### Çalışma görevi 1
Kayıtlarda "rough mask: <svg" ifadesinin geçtiği satırdan başlayıp kayıtların sonuna kadar giden satırları, "negative clicks" yerine "negative points" koyarak ve geri kalan her şeyi aynen koruyarak yeniden yaz.

İktidarı süresince AKP, her sıkıştığında Kürt sorununa sarıldı ve Abdullah Öcalan’ın kapısını çaldı, ancak atmadığı somut adımlar süreçleri tıkadı
Cumhuriyetin kuruluşundan bu yana yönetimde olan partiler değişse de Kürt sorununa yaklaşım değişmedi. Ret ve inkar politikaları nedeniyle sorun daha da derinleşti. Birçok parti, sorunun çözümsüzlüğü nedeniyle yok olup gitti. Çözümsüzlük nedeniyle ülkedeki siyasi, toplumsal ve ekonomik krizler de hiç son bulmadı. Bu durum, ülkeyi 3 Kasım 2002’den bu yana yöneten AKP iktidarı döneminde de değişmedi. Demokrasi ve insan haklarına dair söylemleri üzerine yönetime gelen AKP, zaman zaman Kürt sorununun çözümü noktasında söz kursa da sonrasında hep inkar yoluna gitti.
‘Sorun yok dersen, sorun ortadan kalkar‘
AKP, iktidara geldikten sonra 30 Kasım 2002 tarihinde Kürdistan kentlerindeki Olağanüstü Hal’e (OHAL) son verdi. AKP’li Tayyip Erdoğan, 22 Aralık 2002’de Rusya’nın başkenti Moskova’da Türk Ticaret Merkezi’nin inşaatını ziyaret ederek, Kürt sorununa bakış açısının sinyalini verdi. Erdoğan, şantiyede Kürt işçilerinin “Kürt sorunu hallolmalı” sözlerine karşı “Sorun yok dersen, sorun ortadan kalkar. Biz böyle bir sorun yok diyoruz” yanıtı verdi.
‘Kürt sorunu benim de sorunumdur’
Erdoğan, partisinin iktidarının 3’üncü yılında Amed ziyaretinde bu kez “Kürt sorunu benim de sorunumdur” açıklaması yaptı. Ancak bu sözlere rağmen çözüm için herhangi bir adım atılmadı. Hemen sonrasında Mûş’un Şenê (Şenyayla) Yaylası kırsalında 24 Mart 2006 tarihinde 14 HPG’li kimyasal silah kullanımı sonucu hayatını kaybetti.

### Sağlanan kayıtlar
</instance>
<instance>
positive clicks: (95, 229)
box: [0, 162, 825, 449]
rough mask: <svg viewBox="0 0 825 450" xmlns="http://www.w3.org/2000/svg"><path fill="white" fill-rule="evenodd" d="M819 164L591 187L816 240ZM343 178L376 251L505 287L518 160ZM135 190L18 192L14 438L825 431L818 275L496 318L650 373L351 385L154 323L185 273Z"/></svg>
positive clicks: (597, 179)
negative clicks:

### Çalışma görevi 2
AKP ve Kürt sorunu üzerine olan metne göre aşağıdaki soruları yanıtla.
(a) AKP, Kürdistan kentlerindeki OHAL'e hangi tarihte son verdi?
(b) Erdoğan, Moskova'da hangi inşaatı ziyaret etti?
(c) Erdoğan "Kürt sorunu benim de sorunumdur" açıklamasını hangi ziyaretinde yaptı?

### Alıştırma yanıtı 1
rough mask: <svg viewBox="0 0 825 450" xmlns="http://www.w3.org/2000/svg"><path fill="white" fill-rule="evenodd" d="M819 164L591 187L816 240ZM343 178L376 251L505 287L518 160ZM135 190L18 192L14 438L825 431L818 275L496 318L650 373L351 385L154 323L185 273Z"/></svg>
positive clicks: (597, 179)
negative points:

### Alıştırma yanıtı 2
(a) 30 Kasım 2002
(b) Türk Ticaret Merkezi'nin inşaatı
(c) Amed ziyaretinde